When the line with "Query: overcast gray sky" appears below, start repeating lines exactly, and keep going through the line with "In this exercise you will locate the water reflection"; add nothing outside that span.

• PROVIDED INFORMATION
--- START ---
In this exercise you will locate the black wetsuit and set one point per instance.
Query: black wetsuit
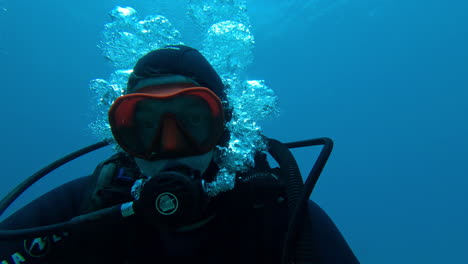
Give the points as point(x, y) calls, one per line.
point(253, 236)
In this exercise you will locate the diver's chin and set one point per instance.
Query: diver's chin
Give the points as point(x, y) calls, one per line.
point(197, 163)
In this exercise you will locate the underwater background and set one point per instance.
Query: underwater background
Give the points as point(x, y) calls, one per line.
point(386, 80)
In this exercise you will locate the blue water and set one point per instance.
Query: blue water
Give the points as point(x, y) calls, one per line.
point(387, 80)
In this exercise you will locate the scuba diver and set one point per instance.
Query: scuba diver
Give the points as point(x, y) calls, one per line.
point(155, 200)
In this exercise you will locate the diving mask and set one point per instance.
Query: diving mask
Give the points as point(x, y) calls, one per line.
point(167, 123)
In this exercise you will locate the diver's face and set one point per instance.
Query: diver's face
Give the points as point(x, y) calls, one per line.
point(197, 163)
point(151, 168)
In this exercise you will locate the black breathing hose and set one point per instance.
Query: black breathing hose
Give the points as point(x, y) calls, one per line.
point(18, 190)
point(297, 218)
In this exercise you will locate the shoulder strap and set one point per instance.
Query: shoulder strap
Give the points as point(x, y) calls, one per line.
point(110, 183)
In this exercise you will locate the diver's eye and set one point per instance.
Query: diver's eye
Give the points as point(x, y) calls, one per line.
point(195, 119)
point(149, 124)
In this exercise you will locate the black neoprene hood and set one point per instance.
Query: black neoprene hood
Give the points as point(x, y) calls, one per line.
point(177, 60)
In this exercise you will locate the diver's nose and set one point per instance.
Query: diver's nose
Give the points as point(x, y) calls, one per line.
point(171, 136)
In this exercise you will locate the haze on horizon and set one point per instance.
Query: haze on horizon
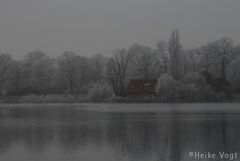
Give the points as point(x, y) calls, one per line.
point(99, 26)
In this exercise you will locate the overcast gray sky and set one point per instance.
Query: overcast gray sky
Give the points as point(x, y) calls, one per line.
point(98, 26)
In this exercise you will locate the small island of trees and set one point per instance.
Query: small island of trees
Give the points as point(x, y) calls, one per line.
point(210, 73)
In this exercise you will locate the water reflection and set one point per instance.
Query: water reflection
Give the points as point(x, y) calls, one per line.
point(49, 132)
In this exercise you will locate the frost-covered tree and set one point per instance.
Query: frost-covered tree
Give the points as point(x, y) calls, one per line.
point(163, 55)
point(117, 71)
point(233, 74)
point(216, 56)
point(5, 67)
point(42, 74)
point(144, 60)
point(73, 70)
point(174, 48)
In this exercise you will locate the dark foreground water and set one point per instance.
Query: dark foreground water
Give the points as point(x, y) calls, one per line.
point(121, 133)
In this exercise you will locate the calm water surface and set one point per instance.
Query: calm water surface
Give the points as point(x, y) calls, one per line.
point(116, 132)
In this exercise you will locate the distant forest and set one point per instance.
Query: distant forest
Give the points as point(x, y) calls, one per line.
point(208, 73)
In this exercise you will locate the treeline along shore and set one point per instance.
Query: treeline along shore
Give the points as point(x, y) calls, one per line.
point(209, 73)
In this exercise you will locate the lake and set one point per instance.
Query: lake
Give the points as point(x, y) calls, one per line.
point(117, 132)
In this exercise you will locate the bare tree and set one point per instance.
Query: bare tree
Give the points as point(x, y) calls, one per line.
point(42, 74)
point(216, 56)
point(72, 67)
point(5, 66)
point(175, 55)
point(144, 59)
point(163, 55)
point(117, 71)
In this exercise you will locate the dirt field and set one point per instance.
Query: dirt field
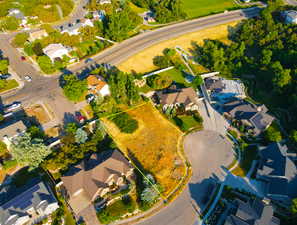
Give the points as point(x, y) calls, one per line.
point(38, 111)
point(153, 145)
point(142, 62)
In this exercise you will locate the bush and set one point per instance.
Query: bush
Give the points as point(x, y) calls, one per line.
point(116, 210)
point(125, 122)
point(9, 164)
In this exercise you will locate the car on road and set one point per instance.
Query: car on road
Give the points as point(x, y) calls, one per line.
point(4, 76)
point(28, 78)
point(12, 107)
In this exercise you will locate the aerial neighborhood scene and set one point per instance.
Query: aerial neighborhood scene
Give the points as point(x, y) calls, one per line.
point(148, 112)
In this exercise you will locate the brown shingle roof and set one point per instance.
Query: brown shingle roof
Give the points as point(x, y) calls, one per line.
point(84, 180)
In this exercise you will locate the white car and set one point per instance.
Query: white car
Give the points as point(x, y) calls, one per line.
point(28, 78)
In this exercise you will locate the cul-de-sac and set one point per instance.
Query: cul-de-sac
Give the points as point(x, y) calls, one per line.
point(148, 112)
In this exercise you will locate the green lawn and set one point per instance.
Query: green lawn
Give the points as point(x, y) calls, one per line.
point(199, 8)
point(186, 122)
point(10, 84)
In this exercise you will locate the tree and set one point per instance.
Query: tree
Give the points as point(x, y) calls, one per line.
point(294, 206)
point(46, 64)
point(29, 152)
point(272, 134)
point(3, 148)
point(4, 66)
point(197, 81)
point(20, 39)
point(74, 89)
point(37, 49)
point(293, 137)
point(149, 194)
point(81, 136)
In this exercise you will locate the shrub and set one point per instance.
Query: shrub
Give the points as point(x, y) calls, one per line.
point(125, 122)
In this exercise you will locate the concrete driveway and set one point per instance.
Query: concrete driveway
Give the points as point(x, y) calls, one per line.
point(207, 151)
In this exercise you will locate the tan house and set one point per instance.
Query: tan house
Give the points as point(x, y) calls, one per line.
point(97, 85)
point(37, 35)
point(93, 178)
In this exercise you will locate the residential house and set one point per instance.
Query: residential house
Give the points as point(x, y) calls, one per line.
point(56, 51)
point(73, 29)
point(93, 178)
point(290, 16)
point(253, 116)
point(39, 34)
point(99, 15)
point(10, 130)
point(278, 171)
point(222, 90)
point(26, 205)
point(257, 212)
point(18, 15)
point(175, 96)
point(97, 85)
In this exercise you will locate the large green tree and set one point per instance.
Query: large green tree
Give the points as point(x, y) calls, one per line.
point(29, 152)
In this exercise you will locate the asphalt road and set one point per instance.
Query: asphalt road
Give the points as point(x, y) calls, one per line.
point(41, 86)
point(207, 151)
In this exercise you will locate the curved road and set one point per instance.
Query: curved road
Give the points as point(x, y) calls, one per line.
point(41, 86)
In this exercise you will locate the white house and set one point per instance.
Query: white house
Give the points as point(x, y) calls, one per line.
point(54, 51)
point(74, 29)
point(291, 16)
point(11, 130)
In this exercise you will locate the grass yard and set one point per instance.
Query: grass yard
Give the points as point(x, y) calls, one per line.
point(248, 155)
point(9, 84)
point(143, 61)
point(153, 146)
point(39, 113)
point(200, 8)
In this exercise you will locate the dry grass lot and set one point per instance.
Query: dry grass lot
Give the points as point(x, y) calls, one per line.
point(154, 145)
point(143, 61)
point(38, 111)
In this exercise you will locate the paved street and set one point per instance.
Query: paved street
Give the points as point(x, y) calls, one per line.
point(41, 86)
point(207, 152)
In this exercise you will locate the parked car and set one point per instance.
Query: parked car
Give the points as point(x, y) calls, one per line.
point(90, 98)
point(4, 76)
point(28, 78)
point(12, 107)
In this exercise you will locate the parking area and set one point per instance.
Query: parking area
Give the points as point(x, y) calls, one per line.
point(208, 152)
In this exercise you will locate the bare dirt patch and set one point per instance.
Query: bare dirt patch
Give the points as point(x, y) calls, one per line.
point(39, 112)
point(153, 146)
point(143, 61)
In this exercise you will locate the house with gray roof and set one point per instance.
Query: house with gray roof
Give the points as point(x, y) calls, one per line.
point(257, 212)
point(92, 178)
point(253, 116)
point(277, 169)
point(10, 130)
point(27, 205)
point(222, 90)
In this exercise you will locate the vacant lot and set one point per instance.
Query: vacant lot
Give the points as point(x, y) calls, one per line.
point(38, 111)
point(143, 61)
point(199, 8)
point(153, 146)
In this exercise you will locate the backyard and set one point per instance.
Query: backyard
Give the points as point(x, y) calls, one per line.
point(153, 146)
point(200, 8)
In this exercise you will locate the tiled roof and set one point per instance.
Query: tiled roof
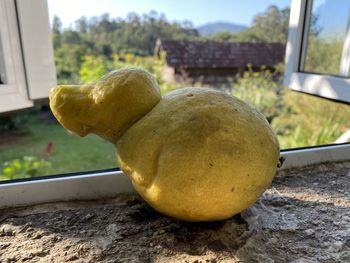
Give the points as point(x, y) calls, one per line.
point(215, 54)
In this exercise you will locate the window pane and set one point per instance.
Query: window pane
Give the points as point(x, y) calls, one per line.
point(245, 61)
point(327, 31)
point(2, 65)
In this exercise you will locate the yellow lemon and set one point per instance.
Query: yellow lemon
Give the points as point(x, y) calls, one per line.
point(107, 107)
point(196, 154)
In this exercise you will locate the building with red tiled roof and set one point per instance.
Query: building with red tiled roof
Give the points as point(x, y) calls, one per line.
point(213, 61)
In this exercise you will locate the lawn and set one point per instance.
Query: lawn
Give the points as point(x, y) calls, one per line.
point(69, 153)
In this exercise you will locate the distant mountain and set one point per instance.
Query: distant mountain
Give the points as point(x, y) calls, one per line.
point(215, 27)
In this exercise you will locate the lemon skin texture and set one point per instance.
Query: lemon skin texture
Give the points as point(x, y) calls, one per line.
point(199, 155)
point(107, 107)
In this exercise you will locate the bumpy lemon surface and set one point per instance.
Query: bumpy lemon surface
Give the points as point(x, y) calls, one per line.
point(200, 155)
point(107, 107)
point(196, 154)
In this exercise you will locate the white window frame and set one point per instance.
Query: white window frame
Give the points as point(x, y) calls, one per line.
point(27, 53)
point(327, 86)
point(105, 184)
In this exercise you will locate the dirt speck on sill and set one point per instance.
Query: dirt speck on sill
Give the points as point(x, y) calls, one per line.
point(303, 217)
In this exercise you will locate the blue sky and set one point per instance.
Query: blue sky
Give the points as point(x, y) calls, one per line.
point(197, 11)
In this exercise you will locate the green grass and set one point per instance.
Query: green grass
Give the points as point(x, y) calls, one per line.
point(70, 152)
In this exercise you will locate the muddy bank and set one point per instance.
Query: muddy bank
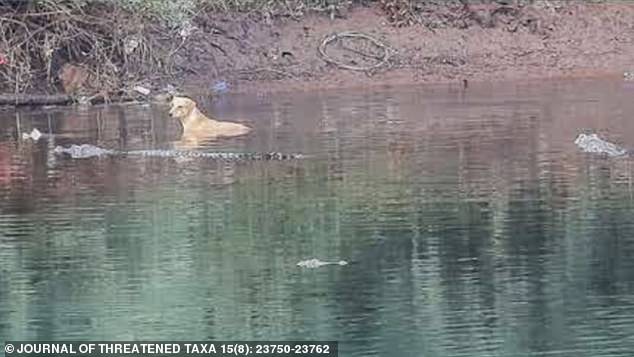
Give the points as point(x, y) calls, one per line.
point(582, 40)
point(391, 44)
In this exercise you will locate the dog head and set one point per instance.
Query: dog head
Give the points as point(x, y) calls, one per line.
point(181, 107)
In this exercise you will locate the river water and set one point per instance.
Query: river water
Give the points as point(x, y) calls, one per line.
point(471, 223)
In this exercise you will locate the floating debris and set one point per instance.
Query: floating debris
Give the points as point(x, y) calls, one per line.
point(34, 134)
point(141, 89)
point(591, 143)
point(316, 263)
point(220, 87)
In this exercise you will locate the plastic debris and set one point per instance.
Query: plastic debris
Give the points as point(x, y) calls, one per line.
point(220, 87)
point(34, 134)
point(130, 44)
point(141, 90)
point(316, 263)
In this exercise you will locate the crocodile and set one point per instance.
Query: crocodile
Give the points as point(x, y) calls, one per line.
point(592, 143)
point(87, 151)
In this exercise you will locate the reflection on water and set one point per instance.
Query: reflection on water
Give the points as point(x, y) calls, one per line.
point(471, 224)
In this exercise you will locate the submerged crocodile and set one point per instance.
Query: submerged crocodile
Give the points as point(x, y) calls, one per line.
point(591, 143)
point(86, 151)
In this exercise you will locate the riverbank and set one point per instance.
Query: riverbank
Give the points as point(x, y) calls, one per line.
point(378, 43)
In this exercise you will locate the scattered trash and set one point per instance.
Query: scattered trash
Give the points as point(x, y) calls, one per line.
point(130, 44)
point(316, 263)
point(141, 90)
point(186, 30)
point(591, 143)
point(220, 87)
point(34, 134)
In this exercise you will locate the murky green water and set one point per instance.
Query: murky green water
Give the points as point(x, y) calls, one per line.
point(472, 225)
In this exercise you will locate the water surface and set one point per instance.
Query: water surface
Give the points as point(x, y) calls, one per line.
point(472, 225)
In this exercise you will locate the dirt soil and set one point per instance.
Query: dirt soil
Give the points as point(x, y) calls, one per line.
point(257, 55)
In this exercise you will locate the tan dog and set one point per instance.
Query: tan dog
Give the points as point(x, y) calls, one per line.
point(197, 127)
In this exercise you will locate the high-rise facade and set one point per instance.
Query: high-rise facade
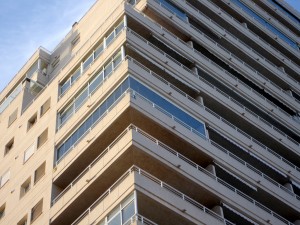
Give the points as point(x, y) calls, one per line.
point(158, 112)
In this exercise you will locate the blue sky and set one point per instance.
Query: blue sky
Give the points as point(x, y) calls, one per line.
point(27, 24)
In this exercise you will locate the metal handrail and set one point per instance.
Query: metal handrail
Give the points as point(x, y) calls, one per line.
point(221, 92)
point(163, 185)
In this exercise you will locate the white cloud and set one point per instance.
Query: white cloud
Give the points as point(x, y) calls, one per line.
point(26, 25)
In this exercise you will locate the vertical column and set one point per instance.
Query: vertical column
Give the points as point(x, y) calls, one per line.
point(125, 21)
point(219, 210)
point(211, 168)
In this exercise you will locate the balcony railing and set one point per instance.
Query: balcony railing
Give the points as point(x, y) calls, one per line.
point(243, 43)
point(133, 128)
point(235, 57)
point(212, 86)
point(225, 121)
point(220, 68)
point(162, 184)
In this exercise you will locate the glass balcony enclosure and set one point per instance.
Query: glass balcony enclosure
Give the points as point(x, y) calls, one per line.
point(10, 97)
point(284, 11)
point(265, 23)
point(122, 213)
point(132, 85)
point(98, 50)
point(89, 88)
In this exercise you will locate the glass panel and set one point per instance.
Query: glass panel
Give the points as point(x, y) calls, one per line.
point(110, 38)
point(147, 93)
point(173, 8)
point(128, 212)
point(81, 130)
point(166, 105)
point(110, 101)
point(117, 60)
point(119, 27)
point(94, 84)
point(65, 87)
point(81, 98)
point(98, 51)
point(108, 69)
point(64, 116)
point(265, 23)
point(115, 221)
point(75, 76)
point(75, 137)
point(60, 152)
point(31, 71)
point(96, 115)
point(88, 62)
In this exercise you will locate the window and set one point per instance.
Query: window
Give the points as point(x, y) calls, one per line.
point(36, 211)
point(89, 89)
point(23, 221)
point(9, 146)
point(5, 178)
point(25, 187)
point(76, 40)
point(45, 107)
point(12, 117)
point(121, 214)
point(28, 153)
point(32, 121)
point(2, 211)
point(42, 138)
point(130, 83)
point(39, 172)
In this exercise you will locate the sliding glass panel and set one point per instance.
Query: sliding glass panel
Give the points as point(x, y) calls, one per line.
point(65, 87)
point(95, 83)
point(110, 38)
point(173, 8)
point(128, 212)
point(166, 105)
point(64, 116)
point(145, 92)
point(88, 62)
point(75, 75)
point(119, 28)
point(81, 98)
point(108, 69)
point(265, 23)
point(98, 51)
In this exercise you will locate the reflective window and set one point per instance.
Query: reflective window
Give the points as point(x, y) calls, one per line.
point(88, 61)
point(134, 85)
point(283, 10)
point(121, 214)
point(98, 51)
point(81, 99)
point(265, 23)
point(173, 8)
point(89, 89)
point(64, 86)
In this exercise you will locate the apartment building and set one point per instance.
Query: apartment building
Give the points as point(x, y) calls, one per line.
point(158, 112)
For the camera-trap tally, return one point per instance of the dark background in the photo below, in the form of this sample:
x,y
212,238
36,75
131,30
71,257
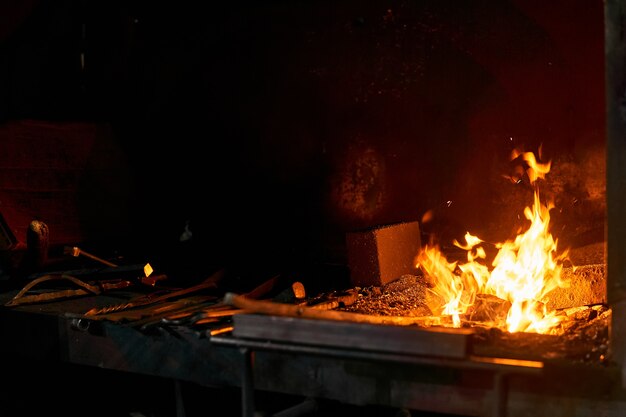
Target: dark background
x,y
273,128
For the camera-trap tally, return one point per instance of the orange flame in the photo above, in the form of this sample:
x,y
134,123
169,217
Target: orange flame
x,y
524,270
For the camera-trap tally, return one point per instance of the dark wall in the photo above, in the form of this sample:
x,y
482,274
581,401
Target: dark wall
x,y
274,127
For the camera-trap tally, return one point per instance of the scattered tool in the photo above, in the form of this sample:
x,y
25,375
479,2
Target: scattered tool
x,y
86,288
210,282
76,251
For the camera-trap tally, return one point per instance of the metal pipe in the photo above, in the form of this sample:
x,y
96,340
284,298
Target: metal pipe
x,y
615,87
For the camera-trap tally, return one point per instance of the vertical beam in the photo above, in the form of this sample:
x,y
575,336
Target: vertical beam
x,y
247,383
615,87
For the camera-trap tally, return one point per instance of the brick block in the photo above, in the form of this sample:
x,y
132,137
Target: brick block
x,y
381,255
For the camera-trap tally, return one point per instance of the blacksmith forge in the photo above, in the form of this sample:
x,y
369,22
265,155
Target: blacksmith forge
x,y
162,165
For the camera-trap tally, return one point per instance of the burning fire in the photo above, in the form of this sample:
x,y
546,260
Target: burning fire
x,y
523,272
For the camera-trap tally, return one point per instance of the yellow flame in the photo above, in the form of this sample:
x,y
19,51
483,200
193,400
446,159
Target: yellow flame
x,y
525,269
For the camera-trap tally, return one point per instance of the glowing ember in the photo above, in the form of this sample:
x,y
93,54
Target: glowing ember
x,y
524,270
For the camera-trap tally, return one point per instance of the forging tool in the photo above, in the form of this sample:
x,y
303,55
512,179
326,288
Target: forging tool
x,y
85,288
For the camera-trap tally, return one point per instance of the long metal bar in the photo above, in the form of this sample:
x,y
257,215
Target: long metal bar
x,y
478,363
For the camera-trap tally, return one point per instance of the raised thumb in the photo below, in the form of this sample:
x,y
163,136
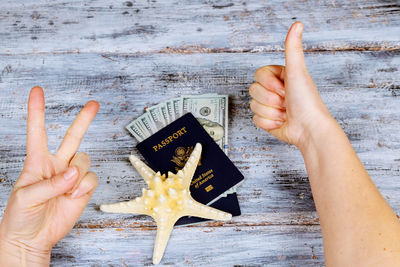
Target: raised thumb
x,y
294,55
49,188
--- END ---
• RESULT OF THE TASK
Query: overcast gray sky
Give the points as point(x, y) calls, one per line.
point(98, 26)
In this exercise you will locate the small island of trees and set one point per instance.
Query: small island of trees
Give the points as point(x, y) calls, one per line.
point(210, 73)
In this exercise you will locate the water reflection and set one point per instance.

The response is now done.